Task instructions:
Rewrite the records below, changing each "Whereabouts" to "Where" and leaving everything else unchanged.

--------------------------------------------------

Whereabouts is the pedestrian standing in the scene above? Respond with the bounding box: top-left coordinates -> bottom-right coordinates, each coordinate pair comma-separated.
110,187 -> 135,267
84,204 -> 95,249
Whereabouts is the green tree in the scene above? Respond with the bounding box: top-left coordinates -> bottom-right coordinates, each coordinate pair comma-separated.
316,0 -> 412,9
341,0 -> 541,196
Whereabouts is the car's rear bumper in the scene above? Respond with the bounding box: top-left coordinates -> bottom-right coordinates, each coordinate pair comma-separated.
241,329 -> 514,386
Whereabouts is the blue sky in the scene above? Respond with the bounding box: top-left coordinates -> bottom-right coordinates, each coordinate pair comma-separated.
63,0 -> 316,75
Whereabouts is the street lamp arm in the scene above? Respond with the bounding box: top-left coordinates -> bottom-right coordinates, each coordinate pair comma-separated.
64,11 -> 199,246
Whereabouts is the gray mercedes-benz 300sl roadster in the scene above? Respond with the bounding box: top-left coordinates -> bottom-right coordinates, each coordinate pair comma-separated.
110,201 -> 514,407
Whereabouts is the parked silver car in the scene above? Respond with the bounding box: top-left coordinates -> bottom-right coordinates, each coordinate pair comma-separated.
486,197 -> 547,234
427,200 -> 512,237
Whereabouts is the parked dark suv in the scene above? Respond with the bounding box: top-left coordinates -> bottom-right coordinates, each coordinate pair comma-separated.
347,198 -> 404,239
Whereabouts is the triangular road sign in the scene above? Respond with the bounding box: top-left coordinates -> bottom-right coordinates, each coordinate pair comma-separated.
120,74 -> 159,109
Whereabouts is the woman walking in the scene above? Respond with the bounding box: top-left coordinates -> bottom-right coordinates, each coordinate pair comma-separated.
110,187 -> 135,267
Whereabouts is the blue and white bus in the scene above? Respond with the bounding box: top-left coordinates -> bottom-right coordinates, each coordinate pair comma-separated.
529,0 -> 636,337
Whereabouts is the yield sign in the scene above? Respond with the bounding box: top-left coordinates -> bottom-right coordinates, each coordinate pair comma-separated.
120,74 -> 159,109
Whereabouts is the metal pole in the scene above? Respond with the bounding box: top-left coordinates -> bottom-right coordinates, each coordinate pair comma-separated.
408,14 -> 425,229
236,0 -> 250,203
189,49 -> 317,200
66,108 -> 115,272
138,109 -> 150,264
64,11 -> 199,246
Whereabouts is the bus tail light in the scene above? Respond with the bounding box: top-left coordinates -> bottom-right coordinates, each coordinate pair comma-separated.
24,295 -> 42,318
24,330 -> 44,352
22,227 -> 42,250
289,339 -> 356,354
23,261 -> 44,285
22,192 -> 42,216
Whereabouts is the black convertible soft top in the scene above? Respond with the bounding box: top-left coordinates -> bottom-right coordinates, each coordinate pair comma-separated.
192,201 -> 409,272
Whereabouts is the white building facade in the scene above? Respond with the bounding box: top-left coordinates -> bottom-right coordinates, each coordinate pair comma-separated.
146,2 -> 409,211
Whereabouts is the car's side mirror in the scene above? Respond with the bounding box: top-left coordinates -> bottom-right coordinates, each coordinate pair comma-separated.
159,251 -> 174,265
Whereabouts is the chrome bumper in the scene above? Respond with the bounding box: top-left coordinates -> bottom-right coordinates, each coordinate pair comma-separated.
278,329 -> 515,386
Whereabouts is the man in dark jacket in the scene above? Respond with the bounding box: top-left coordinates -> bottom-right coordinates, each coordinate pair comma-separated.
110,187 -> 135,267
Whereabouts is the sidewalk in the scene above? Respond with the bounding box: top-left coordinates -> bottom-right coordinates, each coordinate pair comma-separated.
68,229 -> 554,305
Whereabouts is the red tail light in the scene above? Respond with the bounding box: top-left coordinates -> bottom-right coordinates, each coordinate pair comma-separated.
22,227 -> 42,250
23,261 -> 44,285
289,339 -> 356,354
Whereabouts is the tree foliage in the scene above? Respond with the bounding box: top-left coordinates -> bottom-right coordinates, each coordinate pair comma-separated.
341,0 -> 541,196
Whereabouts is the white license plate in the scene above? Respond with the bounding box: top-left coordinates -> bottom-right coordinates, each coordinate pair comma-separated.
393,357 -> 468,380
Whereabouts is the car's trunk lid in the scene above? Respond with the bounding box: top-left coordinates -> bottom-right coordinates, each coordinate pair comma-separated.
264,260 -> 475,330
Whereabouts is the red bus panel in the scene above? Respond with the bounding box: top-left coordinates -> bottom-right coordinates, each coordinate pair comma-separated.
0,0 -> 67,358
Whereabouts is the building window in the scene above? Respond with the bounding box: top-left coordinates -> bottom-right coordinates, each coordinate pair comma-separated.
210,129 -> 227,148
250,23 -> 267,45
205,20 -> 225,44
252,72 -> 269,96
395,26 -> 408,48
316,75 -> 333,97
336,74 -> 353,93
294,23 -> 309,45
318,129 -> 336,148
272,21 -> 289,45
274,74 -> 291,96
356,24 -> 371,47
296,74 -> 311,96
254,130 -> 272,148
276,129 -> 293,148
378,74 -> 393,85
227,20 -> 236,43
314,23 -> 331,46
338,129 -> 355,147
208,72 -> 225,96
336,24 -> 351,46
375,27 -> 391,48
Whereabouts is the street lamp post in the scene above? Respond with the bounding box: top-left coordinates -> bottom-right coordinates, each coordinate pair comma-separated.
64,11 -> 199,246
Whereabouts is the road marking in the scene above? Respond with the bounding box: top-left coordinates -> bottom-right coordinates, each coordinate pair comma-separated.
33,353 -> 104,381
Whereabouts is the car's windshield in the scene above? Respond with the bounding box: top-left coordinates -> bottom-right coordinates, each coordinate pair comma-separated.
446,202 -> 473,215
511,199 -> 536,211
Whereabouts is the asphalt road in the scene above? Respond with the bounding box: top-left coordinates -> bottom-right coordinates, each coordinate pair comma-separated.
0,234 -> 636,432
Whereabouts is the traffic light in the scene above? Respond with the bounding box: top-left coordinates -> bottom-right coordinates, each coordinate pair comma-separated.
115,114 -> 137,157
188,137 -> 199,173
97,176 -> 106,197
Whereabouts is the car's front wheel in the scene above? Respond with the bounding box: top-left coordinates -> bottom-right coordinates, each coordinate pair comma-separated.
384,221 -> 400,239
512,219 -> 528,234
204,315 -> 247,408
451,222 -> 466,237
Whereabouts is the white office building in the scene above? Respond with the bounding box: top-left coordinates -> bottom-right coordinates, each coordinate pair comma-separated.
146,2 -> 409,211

--------------------------------------------------

Reply to the exercise:
Where is the pedestrian standing in the scene above? Respond with the bounding box: top-left coordinates -> bottom-right coordinates, each coordinate pair comma-separated.
110,187 -> 135,267
84,204 -> 95,249
Where is the green tree in the scene above? Respond with the bounding box: top-left coordinates -> bottom-right coordinates, each coordinate pair comma-separated.
316,0 -> 412,9
341,0 -> 541,196
Where is the car's rear bumper in the scene above? Respond with the bounding box: top-left coordinates -> bottom-right coordinates, each coordinate pair comma-separated.
241,329 -> 514,386
Where is the blue sky in the scene above? Respond with the bounding box: top-left coordinates -> bottom-right coordinates, each coordinate pair comma-separated.
63,0 -> 316,75
Where is the street lamp arm in the scene above? Respond with the bounding box: top-left coordinates -> bottom-right coordinates, each coordinate pair comma-separated.
64,11 -> 199,246
Where is the gray mercedes-benz 300sl roadster in the scene above? Respond with the bounding box: top-left coordinates -> bottom-right coordinates, each coordinate pair comma-separated.
110,201 -> 514,407
Where is the parked silver car in the scene above? Respond with the bounding box: top-left coordinates -> bottom-right coordinates, each coordinate pair comma-separated.
486,197 -> 547,234
427,200 -> 512,237
Where is the parked dark suv in the scene above? Respond with the bounding box: top-left coordinates -> bottom-right coordinates, each coordinate pair comma-separated.
347,198 -> 404,239
Where is the triangular road sign in the scene above? Respond with the bounding box: top-left coordinates -> bottom-right coordinates, each coordinate pair comma-separated.
120,74 -> 159,109
Where is the woman walking in the scene above? Respond with the bounding box: top-left coordinates -> bottom-right coordinates, each coordinate pair comma-separated.
110,187 -> 135,267
Where is the blue and white bus in the scene above? Respond with the bounding box: top-left coordinates -> bottom-right coordinates, each coordinate pair comma-separated.
529,0 -> 636,337
Where is the yield sign in the scene above? Respond with the bounding box: top-left coordinates -> bottom-right coordinates, each coordinate pair comma-separated.
120,74 -> 159,109
Where is the metal pole in the scene above? Respond with the bounding box: top-left coordinates -> bottom-right coordinates, each coordinate pair comma-separated.
408,14 -> 425,229
236,0 -> 250,203
189,49 -> 317,200
66,108 -> 115,272
138,109 -> 150,264
64,11 -> 199,246
Where is the bus tail light in the scene above? Respond with the bounding box: top-left coordinates -> bottom-right coordinates, each coordinate pair comma-separated.
24,295 -> 42,318
24,330 -> 44,352
22,227 -> 42,250
289,339 -> 356,354
23,261 -> 44,285
22,192 -> 42,216
Where is the black convertible soft top in the scene above? Respond with the bounding box: top-left coordinates -> bottom-right coordinates, each coordinate pair comma-separated.
192,201 -> 409,272
Where is the white building facade in the scene above? Respond with the bounding box: top-left coordinates -> bottom-right coordinates, each coordinate pair comma-separated.
146,2 -> 409,211
Where is the car's side mirror in the scene above? Respond with the bounding box: top-left coordinates -> bottom-right coordinates, each coordinate pair comma-separated.
159,251 -> 174,265
Where is the chrome bumper in the scene above? Respond with the bounding box: top-left coordinates -> bottom-right coordinates, each coordinate pair comma-separated.
278,329 -> 515,386
Where is the man in dark jacket in the scene above? Respond with the bounding box: top-left coordinates -> bottom-right coordinates, each coordinate pair comma-separated.
110,187 -> 135,267
Where is the sidewalk in the scene above? Respond with the bounding box: top-left coordinates -> bottom-right coordinates, each coordinate pair comma-separated.
68,229 -> 554,305
Where is the red tail light in the scene above? Respond with the bounding box: top-left coordinates -> bottom-right coordinates, each coordinate pair comma-separated.
22,227 -> 42,250
23,261 -> 44,285
289,339 -> 356,354
Where is the tree foliage in the scene above? Respond with the bounding box: top-left coordinates -> bottom-right coordinates, each coordinate pair comma-separated.
341,0 -> 541,196
Where is the white license plate in the scene above? Respond with the bounding box: top-left coordinates -> bottom-right coordinates, each coordinate pair comma-separated.
393,357 -> 468,380
Where is the car's trunk lid in the scene above? Respond with the bounding box: top-left coordinates -> bottom-right coordinates, each coordinate pair comma-separated.
264,260 -> 475,330
Where is the red bus panel in the scene above? Respond with the bounding box: top-left coordinates -> bottom-right coordinates, each coordinate pair comma-separated.
0,0 -> 67,358
Where is the building window in the scene above? Respond with the bounding box: top-left coordinates -> bottom-right coordinates, each coordinate pair comma-separated.
210,129 -> 227,148
250,23 -> 267,45
205,20 -> 225,44
252,72 -> 269,96
395,26 -> 408,48
316,75 -> 333,97
336,74 -> 353,93
294,23 -> 309,45
318,129 -> 336,148
272,21 -> 289,45
274,74 -> 291,96
356,24 -> 371,47
296,74 -> 311,96
254,130 -> 272,148
276,129 -> 293,148
378,74 -> 393,85
227,20 -> 236,43
314,23 -> 331,46
338,129 -> 355,147
208,72 -> 225,96
336,24 -> 351,46
375,27 -> 391,48
Where is the street lamp post in the scene above? Respond with the bounding box: top-left coordinates -> bottom-right coordinates, each coordinate pair comma-separated.
64,11 -> 199,246
Where is the road marking in the scene above? Respond with the bounding box: top-left coordinates -> bottom-right coordinates, each coordinate pair comma-separated.
33,353 -> 104,381
Where is the car's windshield in the scene above? Respond with the bounding box: top-left coordinates -> bottom-right coordinates, each coordinate pair comma-separated.
446,202 -> 473,215
511,199 -> 536,211
Where is the asphalt road in the scene above? Respond with the bounding box: top-left coordinates -> bottom-right coordinates, each coordinate pair comma-separated.
0,234 -> 636,432
Where is the traffic light in the scene above? Respond with the bounding box: top-left coordinates -> bottom-right coordinates, each coordinate pair comma-separated.
115,114 -> 137,157
188,137 -> 199,173
97,176 -> 106,197
Where is the car's front wheel in the scene above? Respond with the bounding box: top-left coordinates -> bottom-right coordinates, each coordinate pair comma-separated.
384,221 -> 400,239
512,219 -> 528,234
204,315 -> 247,408
451,222 -> 466,237
Where is the white office building in the scene above? Respond with the bounding box: top-left coordinates -> bottom-right coordinates, each coordinate pair comma-separated.
146,2 -> 409,211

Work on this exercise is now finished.